> _EXTRACT_:
***

# Ebay Account Suspended



## fp1erle0n1 (Mar 3, 2013)

Hi all,
This is my first post. 
I Have been buying scrap gold on eBay for almost a year. 
It is a frustrating experience. Given my experience at least 25% of the sellers are selling scrap lots that are not as described in the description. When item are recieved they are not as expected and payed. Lower weights. Lower karats. Some times completely fake or just gold plated. So I have to contact those sellers and ask for partial refund or full ones shipping back the items paying attention to add delivery confirmation and signature confirmation for items over 250$. 
Well this created a problem for eBay on the long run. They contacted me to tell me that they would suspend my account for the too many request of refunds/ship backs and eBay buyer protection cases opened. It sounded so stupid to me. Why should I be the one paying for the mistakes of some (around 20-25%) sellers that are selling copper items as gold? Well I tried to talked with those bunch of morons from eBay but it really looks like they don't get my point. It is like if the police would tell you to do not call them more than twice a month! But what if your house is robbed 3 times in the same month? Instead of helping you they would arrest you because u called 1 extra time? So stupid! And I have been good w eBay buying 50000$ of scrap gold in the last 4 months. They definitely made more money out of that than me. 
My question to you guys is:
1) what are the alternatives for buying scrap gold in a safe way without risking to loose all the money?
2) any other Internet platform where to bid
3) some of the users of this blog willing to trade gold?

Please let me know. 
Thanks
Filippo


----------



## goldsilverpro (Mar 3, 2013)

I've never bought any scrap on eBay or any other internet auction and, most likely, never will. Before buying anything I must hold it (heft it) in my hand, weigh it, examine it closely, and be able to test it. No exceptions. I would suggest you learn to do the same.


----------



## rusty (Mar 3, 2013)

fp1erle0n1 said:


> Hi all,
> This is my first post.
> I Have been buying scrap gold on eBay for almost a year.
> It is a frustrating experience. Given my experience at least 25% of the sellers are selling scrap lots that are not as described in the description. When item are recieved they are not as expected and payed. Lower weights. Lower karats. Some times completely fake or just gold plated. So I have to contact those sellers and ask for partial refund or full ones shipping back the items paying attention to add delivery confirmation and signature confirmation for items over 250$.
> ...



I'm glad that ebay is taking action against those buyers who submit not as described claims in great numbers, in the sellers preferences they should also include buyers who have made more than one claim for the past 6 months to be added as none eligible bidders or buyers. Goes to say I would black list - all.

The two most recent not as described cases filed against me the buyers returned the packages C.O.D. in addition had to pay Customs Duty on one.

It''s too easy for the buyer to do a full or partial substitute on goods being returned, without an ombudsman selling goods on ebay is a crap shoot.

***

> _WHAT TO WORK ON_:
1 - For each statement, say whether it agrees with the eBay thread (yes or no) and quote the thread's deciding words: (a) The first poster was told the account would be suspended over the number of refund requests and buyer protection cases. (b) goldsilverpro has bought scrap through internet auctions a few times. (c) rusty's two most recent not-as-described returns came back C.O.D.
2 - Resume the eBay suspension thread after its final sentence, keeping the same forum style.
The rows that come next are separate material with no connection to the eBay thread.

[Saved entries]
***

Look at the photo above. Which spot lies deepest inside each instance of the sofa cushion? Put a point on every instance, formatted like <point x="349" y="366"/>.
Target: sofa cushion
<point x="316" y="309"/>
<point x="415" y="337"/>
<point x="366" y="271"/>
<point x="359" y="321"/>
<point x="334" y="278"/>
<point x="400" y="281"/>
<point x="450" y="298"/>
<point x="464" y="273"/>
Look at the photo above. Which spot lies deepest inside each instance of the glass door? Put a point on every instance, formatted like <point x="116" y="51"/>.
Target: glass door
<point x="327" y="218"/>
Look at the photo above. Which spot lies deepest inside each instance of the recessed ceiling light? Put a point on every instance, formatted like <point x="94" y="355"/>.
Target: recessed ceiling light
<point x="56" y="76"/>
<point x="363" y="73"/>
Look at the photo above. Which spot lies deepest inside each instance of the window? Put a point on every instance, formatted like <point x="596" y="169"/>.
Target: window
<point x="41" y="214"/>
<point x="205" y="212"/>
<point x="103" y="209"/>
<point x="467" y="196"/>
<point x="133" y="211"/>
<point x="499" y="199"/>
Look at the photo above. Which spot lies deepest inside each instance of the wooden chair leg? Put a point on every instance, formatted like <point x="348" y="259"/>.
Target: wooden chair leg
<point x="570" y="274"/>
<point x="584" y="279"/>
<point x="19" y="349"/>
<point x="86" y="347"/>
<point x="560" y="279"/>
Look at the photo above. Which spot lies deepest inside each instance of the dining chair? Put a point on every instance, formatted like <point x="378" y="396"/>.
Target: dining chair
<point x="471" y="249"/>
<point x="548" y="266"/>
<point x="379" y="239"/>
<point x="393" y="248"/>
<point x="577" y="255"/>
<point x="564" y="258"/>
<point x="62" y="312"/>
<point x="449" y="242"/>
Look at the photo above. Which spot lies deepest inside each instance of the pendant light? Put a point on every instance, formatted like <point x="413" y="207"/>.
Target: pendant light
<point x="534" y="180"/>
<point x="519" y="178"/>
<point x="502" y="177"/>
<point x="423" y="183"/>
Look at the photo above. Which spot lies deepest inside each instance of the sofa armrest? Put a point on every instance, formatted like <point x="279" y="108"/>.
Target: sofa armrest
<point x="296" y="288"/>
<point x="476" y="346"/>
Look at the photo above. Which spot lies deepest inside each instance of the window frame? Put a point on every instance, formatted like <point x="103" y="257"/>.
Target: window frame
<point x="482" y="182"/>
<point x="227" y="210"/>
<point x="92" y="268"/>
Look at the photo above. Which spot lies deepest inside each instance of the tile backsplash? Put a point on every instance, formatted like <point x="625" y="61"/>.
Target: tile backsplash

***

> _ANSWERS FOR THE EXERCISE_:
1 -
(a) Yes: "they would suspend my account for the too many request of refunds/ship backs and eBay buyer protection cases opened"
(b) No: "I've never bought any scrap on eBay or any other internet auction"
(c) Yes: "the buyers returned the packages C.O.D."

2 -
This new budget is only going to make things worse, from here on in I'll demand payment up front via postal money orders or certified check before I ship.

The competition for high quality gold is fierce, gold sold by forum members will sell a few points below spot


----------



## fp1erle0n1 (Mar 3, 2013)

rusty said:


> fp1erle0n1 said:
> 
> 
> > Hi all,
> ...



Well! When the 25% of the eBay sellers are selling 10grams of 14k gold and when you get it they are 9.0grams and 2 grams are just not gold and 3 grams are 10karats instead I 14karats... Then it becomes necessary to open a case or ask a refund. Maybe would help if eBay sellers would be honest sellers..


----------



## its-all-a-lie (Mar 3, 2013)

fp1erle0n1 said:


> rusty said:
> 
> 
> > fp1erle0n1 said:
> ...



There is too much dishonesty in ebays community, both on the sellers and the buyers, and with the ebay/paypal regime. I have heard stories of buyers opening cases, having ebay side with them, they tell buyer to send the item back and as soon as the package is marked as delivered paypal refunds the money and the seller is left with an empty box. There is no way to keep from being scammed when dealing on the internet and i agree there should be an option to block buyers who have opened multiple cases in the past, on the other hand, there should also be an option to block sellers who have had cases opened against them as well. So long as man lives there will be greed, and with greed comes crooks who intend to rob you blind.


----------



## rusty (Mar 3, 2013)

What type of scale are you using, when was the last time it was calibrated and how are you testing your karat gold to determine its karat. 

Did you know that the manufacture is allowed to be off a small percentage of the hallmark.


----------



## rusty (Mar 3, 2013)

fp1erle0n1 suggested reading, the forums Best of Ebay thread. http://goldrefiningforum.com/phpBB3/viewtopic.php?f=42&t=7109


----------



## element47.5 (Mar 3, 2013)

In a normal economy, ebay was and has been a reasonably reliable means of transacting goods. In the economy we have now, no way. The opportunities for fraud are just rampant, Paypal and ebay together extract a nearly 14% fee load from sellers, and the PayPal dispute resolution scheme is utterly brutal to sellers. One thing about business (of any sort, not just on ebay) is that whether deliberate or accidental/unitentional, somebody screwing up on you results in pretty much the same thing. The buyer in any and all cases must pay shipping both ways for any disputed sale, and the seller must accept an unopened box for PP to release funds held against a dispute. I have sold (and bought) quite a few things (expensive things, like $6000 guitars) on ebay and yeah, had a problem here and there but was generally able to avoid by asking very, very, very critical questions of sellers or, in the case of a buyer of expensive things, providing extensive descriptions or somehow getting into some kind of dialog to find out just how much of an honest person (vs dirtbag) the buyer might be. In present cirumstances, though,* it really, really pays for dishonest sellers to deliberately misrepresent goods and then claim innocence when the rubber hits the road*. Each person deciding (or not) to transact on the venue MUST take into consideration the hazards of doing so...which are completely glossed over by ebay. 

Today, now, 2013, I do not see ebay as being a viable venue for buying things that can be faked or overdescribed so "innocently" as scrap gold jewelry. I could see buying sterling flatware, and even a lot of it, and I have (hundreds of kilos of it) because I can see STERLING stamped on the backs of the forks.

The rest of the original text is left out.